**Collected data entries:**
## BEGIN
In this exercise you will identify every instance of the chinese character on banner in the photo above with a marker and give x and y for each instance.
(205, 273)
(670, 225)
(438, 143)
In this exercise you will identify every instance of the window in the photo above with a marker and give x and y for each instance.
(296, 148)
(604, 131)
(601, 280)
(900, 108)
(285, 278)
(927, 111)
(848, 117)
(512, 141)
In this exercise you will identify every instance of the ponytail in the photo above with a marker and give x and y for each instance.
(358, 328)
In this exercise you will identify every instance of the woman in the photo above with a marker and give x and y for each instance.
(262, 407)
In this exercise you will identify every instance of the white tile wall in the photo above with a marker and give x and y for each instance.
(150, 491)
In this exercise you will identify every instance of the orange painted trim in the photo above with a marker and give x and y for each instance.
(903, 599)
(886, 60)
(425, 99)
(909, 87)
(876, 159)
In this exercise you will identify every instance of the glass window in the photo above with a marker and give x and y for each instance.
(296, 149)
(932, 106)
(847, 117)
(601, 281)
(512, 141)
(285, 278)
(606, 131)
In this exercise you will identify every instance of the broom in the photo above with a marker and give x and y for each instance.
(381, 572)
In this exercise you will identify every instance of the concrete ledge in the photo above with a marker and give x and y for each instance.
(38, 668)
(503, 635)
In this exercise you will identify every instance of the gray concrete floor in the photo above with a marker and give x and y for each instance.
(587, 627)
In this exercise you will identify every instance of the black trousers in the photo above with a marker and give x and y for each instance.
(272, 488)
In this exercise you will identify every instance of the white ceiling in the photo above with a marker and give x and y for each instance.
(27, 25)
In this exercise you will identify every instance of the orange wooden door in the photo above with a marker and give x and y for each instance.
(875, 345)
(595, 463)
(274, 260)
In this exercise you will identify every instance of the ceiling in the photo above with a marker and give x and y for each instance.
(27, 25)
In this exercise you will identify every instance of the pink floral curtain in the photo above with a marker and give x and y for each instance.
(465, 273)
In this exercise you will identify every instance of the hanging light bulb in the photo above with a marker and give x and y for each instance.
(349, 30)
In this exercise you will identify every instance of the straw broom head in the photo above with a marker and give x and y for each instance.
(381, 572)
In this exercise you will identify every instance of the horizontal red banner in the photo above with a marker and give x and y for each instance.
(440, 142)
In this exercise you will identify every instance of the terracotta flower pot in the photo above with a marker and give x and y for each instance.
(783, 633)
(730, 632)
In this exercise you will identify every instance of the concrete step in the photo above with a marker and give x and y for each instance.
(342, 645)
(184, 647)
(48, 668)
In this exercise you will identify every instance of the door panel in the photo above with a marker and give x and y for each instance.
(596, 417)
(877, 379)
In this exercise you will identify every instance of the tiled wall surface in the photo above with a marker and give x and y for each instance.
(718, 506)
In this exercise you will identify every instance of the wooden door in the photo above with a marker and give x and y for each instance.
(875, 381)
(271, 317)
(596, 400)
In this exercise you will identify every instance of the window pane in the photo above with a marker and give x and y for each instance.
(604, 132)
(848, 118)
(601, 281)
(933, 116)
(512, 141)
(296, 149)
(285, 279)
## END
Copy every line of the listing above word for word.

In this exercise you will identify every instance of the chinese character on banner in the photo above with a marker and give x and y for each instance.
(205, 273)
(670, 225)
(438, 143)
In this exercise you will identify every instance of the window in the photo above with a marker and give x and y for each instance.
(296, 148)
(604, 131)
(601, 280)
(900, 108)
(285, 278)
(927, 111)
(848, 117)
(512, 141)
In this exercise you will identify every instance of the ponytail in the photo above with a marker and give x and y for each instance.
(358, 328)
In this exercise you will identify every instance of the woman in the photo above with a marker and give x and y for each instance.
(262, 407)
In this exercise you will identify every instance of the white tile wall in the photo above with a marker and give x and y for each instance.
(150, 491)
In this exercise you will identify every instance of the orange painted trim in the photo above with a marker and give x and y for each instance.
(903, 599)
(886, 60)
(425, 99)
(909, 87)
(876, 159)
In this exercise you will identify every instance of the glass window in the photo above with a marker and give x and y for each instance.
(296, 149)
(932, 106)
(847, 117)
(601, 281)
(512, 141)
(285, 278)
(606, 131)
In this exercise you will identify every instance of the broom in the photo above with a marker and give x and y for each instance.
(381, 572)
In this exercise you will identify every instance of the concrete ledge in the photo above with a marker and give x and y for each instance.
(38, 668)
(503, 635)
In this exercise you will identify every instance of the gray concrete floor in the photo above with a marker and give x and y for each instance.
(587, 627)
In this exercise you will identify every instance of the black trousers in the photo above with a marker and give x and y for each instance.
(272, 488)
In this exercise you will identify every instance of the white ceiling in the photo above with a marker and give x and y for each instance.
(27, 25)
In this exercise you will identify every instance of the orange wooden door in the photo above with a marker and give x and y for each instance.
(875, 345)
(595, 463)
(274, 260)
In this exercise you will identify every instance of the ceiling in the photo above with a marker and give x and y for each instance.
(27, 25)
In this exercise you will identify every instance of the pink floral curtain in the photo above with a marker and give x and y for each instance.
(465, 273)
In this exercise you will identify every instance of the hanging light bulb in the photo above with a marker and give x and y for each instance.
(349, 30)
In this exercise you will identify every instance of the straw broom head in the photo above with a marker and give x and y for each instance.
(381, 572)
In this exercise you will identify every instance of the horizontal red banner in the photo above with a marker and give x and y for each instance.
(440, 142)
In this exercise you will identify every instance of the terracotta flower pot in the photo above with a marker and give x and y for each instance.
(783, 633)
(730, 632)
In this exercise you will identify every instance of the concrete step in the photo above with a marker and give x and y for each instance.
(342, 645)
(184, 647)
(48, 668)
In this exercise you will identify every instance of the door panel in the photo above with a marker and give x and y for each instance.
(596, 417)
(877, 379)
In this exercise you will identify every instance of the tiled wall surface in the photo above with a marker and give x and y for each instance.
(718, 506)
In this exercise you will identify every instance of the wooden door in the photo above with a marker and give x and y for each instance.
(875, 381)
(271, 317)
(596, 400)
In this exercise you will identify every instance of the window pane in the photo above with a marker and give x and y for each instance.
(604, 132)
(848, 118)
(601, 281)
(933, 116)
(512, 141)
(296, 149)
(285, 279)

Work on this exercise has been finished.